**Records supplied:**
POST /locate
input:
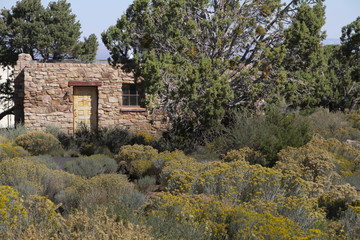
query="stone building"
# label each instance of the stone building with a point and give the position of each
(68, 95)
(8, 120)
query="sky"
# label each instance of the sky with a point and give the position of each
(96, 16)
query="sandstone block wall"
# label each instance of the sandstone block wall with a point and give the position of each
(44, 96)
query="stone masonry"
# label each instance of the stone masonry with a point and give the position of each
(44, 96)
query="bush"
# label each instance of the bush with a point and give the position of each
(30, 176)
(91, 166)
(326, 123)
(267, 134)
(12, 133)
(8, 151)
(136, 160)
(65, 140)
(38, 142)
(12, 211)
(47, 161)
(145, 184)
(98, 190)
(141, 168)
(129, 153)
(245, 154)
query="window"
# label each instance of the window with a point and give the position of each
(131, 96)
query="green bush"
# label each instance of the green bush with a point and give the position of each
(131, 153)
(8, 151)
(47, 161)
(91, 166)
(12, 133)
(65, 140)
(38, 142)
(136, 160)
(267, 134)
(245, 154)
(145, 184)
(99, 190)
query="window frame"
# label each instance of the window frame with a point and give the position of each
(138, 96)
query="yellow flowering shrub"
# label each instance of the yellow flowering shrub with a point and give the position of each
(101, 189)
(321, 163)
(147, 138)
(136, 159)
(221, 220)
(140, 168)
(81, 225)
(38, 142)
(12, 210)
(31, 177)
(135, 152)
(240, 182)
(245, 154)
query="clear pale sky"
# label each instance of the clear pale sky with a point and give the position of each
(96, 16)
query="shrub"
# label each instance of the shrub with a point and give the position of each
(8, 151)
(136, 159)
(145, 184)
(47, 161)
(65, 140)
(91, 166)
(267, 134)
(115, 137)
(209, 218)
(351, 222)
(326, 123)
(141, 168)
(30, 177)
(147, 138)
(321, 163)
(38, 142)
(81, 224)
(98, 190)
(245, 154)
(12, 211)
(130, 153)
(12, 133)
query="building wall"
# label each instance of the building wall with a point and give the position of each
(7, 121)
(44, 96)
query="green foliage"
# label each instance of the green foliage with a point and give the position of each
(96, 142)
(91, 166)
(66, 141)
(30, 176)
(343, 68)
(245, 154)
(98, 190)
(267, 134)
(50, 33)
(12, 133)
(188, 59)
(38, 142)
(12, 210)
(129, 153)
(145, 184)
(7, 151)
(136, 160)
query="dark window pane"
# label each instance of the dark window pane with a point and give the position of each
(125, 100)
(132, 89)
(126, 88)
(133, 100)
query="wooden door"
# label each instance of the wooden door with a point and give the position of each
(85, 107)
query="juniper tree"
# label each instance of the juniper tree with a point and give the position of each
(195, 58)
(50, 33)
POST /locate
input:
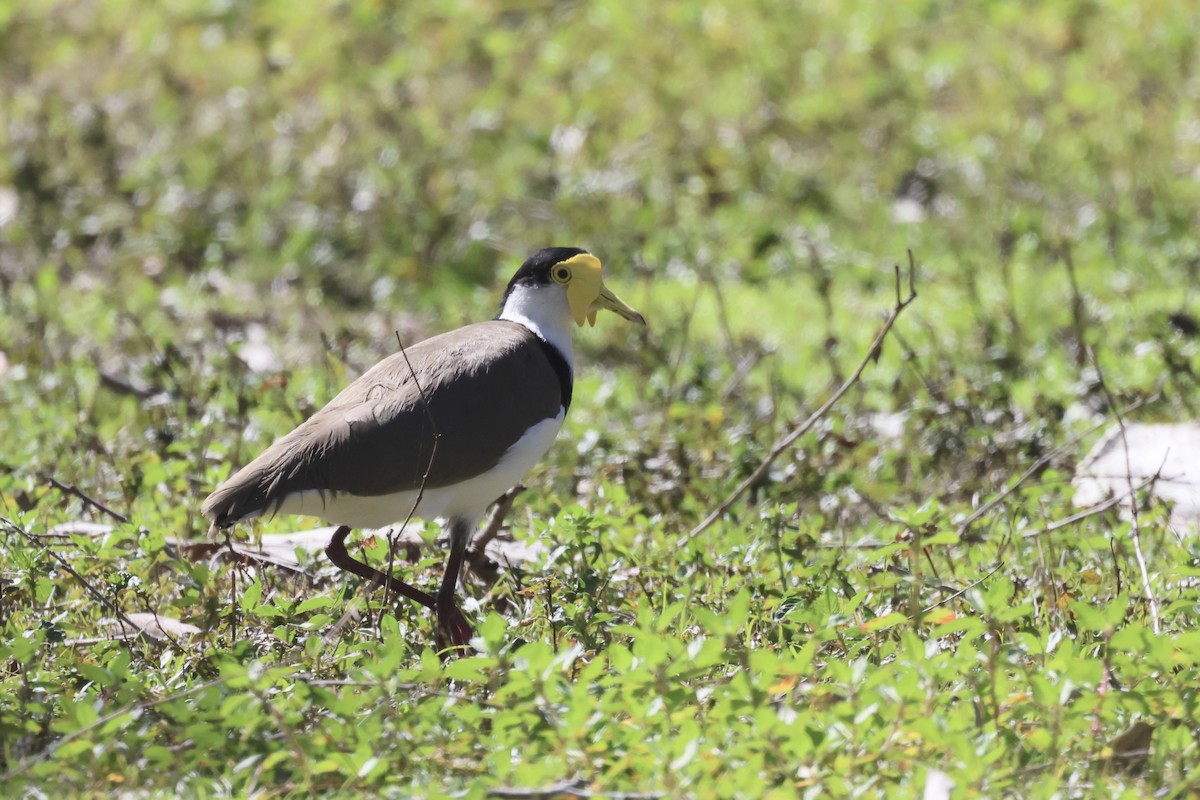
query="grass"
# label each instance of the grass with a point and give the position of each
(184, 182)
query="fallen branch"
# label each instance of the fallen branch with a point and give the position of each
(873, 354)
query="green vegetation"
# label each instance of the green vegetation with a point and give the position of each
(185, 181)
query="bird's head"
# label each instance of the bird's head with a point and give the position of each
(579, 272)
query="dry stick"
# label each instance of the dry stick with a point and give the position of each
(94, 503)
(381, 578)
(1135, 523)
(965, 589)
(1039, 463)
(873, 354)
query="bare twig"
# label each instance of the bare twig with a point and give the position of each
(1090, 511)
(873, 354)
(965, 589)
(1039, 463)
(89, 500)
(1135, 519)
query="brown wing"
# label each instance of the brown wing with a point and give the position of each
(485, 384)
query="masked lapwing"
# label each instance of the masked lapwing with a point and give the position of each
(439, 429)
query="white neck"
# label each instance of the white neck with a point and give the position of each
(544, 311)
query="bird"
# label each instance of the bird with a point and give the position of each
(439, 429)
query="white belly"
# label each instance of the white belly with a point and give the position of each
(466, 500)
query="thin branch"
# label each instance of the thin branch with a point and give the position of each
(1135, 522)
(965, 589)
(571, 787)
(496, 519)
(95, 593)
(1042, 462)
(1090, 511)
(89, 500)
(425, 477)
(873, 355)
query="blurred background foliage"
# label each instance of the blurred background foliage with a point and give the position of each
(181, 167)
(215, 214)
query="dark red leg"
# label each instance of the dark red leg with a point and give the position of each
(451, 624)
(337, 554)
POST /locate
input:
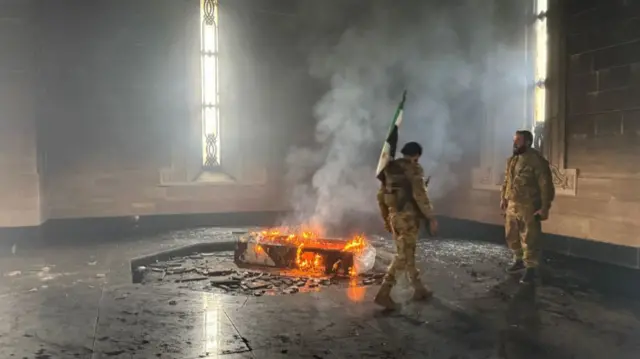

**Stated exercise:** Pull out every line above that contains the word "pale" and copy each one without any change.

**Response to this exercise:**
query="clear pale sky"
# label each instance of the clear pale sky with a point and give the position of each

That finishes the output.